Dataset rows indicating where objects appear
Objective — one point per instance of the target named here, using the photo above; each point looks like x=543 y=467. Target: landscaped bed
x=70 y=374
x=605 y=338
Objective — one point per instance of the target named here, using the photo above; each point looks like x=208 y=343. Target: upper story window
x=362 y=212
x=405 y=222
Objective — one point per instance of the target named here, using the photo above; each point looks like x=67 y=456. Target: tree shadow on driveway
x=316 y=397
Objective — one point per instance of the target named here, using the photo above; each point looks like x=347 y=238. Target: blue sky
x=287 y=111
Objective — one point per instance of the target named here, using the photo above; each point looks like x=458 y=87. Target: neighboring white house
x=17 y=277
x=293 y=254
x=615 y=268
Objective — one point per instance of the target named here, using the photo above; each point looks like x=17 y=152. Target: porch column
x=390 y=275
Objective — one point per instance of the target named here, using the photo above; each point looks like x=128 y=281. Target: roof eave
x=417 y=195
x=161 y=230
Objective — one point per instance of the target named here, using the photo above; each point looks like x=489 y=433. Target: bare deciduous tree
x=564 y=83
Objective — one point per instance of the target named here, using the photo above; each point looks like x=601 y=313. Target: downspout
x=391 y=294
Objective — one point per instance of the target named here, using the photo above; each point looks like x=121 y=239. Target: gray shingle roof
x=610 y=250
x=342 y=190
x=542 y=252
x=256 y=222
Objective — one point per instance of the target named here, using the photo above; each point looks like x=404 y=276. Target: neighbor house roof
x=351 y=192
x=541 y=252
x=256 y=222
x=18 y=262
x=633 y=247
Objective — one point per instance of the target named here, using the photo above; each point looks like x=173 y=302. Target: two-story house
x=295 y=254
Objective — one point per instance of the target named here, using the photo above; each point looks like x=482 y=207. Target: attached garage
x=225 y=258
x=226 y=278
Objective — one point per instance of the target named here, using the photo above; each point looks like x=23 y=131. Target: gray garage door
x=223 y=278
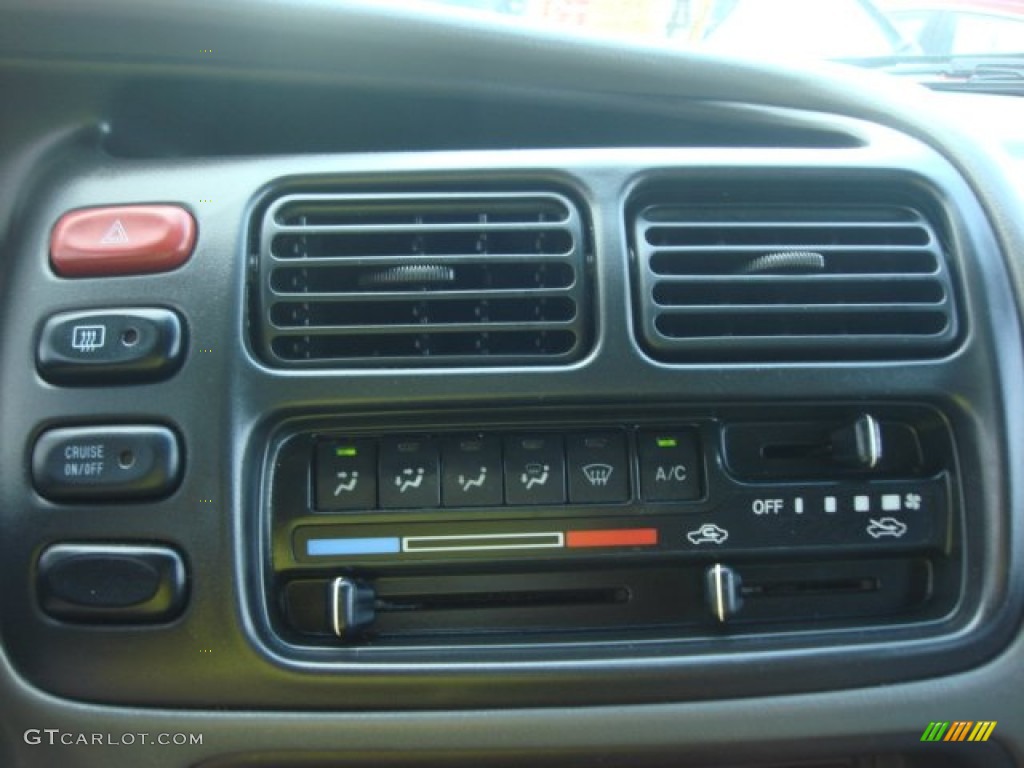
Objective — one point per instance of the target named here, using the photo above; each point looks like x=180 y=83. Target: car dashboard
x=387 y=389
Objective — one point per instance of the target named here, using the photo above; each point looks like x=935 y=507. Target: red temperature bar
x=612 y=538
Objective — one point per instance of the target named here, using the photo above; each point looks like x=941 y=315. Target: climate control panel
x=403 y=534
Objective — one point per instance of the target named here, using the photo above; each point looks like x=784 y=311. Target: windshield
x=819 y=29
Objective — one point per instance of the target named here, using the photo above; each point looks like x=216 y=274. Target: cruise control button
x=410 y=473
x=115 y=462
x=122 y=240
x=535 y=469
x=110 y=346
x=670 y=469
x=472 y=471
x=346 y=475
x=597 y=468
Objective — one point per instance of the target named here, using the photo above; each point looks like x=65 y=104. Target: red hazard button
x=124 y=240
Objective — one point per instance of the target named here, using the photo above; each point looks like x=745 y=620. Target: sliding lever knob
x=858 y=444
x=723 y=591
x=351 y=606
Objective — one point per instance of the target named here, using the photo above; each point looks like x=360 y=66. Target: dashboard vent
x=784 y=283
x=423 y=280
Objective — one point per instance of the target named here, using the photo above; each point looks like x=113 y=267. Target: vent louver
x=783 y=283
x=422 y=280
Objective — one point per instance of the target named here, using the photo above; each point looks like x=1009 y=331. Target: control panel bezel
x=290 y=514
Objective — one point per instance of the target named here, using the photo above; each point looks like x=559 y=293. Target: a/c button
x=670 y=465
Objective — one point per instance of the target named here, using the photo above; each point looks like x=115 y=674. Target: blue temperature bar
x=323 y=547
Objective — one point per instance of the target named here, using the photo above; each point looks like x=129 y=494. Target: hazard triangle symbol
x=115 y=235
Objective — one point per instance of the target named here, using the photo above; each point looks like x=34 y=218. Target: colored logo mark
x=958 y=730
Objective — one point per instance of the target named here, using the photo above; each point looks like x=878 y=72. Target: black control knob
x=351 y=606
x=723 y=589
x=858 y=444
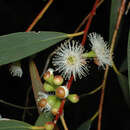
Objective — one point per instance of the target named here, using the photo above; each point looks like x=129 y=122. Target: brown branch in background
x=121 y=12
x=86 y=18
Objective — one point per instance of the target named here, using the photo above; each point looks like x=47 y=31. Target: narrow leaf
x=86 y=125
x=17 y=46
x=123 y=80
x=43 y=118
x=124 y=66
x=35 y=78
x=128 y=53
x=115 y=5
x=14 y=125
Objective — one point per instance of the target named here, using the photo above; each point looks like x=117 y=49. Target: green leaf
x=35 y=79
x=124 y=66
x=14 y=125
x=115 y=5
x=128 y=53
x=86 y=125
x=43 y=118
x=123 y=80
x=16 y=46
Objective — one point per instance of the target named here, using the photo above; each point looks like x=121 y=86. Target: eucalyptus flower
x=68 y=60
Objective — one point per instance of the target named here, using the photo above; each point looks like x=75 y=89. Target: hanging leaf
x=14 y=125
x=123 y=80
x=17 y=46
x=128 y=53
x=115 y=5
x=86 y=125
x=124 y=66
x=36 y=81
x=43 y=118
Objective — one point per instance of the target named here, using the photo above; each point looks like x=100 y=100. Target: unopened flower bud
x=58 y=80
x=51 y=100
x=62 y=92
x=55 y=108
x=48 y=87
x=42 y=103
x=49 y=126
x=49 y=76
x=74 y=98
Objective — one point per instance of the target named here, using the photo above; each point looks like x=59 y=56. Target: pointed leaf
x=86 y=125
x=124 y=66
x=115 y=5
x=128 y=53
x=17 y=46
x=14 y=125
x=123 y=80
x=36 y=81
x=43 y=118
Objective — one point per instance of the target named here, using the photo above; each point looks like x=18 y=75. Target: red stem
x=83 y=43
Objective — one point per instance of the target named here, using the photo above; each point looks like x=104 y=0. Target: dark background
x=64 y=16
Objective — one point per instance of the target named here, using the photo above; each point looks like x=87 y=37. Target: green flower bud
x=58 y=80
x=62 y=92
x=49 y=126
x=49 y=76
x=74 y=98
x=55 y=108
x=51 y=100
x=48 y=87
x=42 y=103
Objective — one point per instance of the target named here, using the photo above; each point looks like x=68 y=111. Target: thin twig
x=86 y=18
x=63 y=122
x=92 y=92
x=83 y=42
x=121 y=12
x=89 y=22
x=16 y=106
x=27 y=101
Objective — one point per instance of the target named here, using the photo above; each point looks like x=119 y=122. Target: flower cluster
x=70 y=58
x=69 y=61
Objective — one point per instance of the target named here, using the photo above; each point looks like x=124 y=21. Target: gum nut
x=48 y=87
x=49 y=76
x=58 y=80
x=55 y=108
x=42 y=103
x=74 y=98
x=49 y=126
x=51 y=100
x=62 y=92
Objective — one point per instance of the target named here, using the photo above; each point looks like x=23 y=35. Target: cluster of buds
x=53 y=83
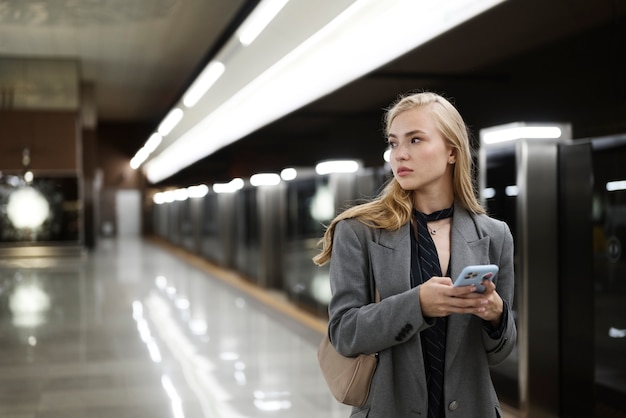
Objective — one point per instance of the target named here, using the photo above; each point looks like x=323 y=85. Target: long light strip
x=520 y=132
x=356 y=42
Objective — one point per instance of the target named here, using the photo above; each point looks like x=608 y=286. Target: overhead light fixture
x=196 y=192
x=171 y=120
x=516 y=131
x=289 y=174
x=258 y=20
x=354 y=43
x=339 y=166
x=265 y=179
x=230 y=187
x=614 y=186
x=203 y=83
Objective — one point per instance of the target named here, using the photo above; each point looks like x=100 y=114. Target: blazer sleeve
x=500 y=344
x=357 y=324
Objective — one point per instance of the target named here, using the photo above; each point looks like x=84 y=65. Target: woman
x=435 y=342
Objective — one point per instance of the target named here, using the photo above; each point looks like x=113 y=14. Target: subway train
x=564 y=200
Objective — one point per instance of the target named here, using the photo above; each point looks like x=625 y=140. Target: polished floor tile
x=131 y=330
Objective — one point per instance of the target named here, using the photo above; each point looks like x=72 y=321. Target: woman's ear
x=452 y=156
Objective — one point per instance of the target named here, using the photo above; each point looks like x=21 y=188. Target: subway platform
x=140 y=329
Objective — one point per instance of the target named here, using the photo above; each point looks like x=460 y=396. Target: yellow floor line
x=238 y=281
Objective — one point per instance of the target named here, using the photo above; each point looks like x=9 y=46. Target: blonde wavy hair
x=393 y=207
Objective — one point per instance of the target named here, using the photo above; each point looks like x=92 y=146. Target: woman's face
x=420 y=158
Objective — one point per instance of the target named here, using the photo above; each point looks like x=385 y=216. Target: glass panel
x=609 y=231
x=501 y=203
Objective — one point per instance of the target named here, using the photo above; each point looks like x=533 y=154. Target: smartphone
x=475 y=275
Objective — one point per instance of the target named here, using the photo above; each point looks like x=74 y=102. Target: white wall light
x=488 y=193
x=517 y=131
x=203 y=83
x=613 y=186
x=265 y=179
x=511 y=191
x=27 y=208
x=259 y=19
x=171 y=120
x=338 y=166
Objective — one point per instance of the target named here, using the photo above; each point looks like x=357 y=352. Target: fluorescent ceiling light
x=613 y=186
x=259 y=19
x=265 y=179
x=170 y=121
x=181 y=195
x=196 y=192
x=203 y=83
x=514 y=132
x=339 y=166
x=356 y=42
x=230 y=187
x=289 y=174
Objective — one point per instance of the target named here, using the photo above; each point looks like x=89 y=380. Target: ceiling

WHAT YOU HAVE TO DO: Starting at the first line of the entries and ending at the line that contains "x=405 y=222", write out each line verbatim, including both of those lines.

FINAL RESULT:
Objective — one point per instance of the target named here, using the photo above; each point looks like x=543 y=467. Target: landscaped bed
x=70 y=374
x=605 y=338
Objective — one point per instance of the target named here, using the photo above; each point looks like x=208 y=343. Target: upper story window
x=362 y=212
x=405 y=222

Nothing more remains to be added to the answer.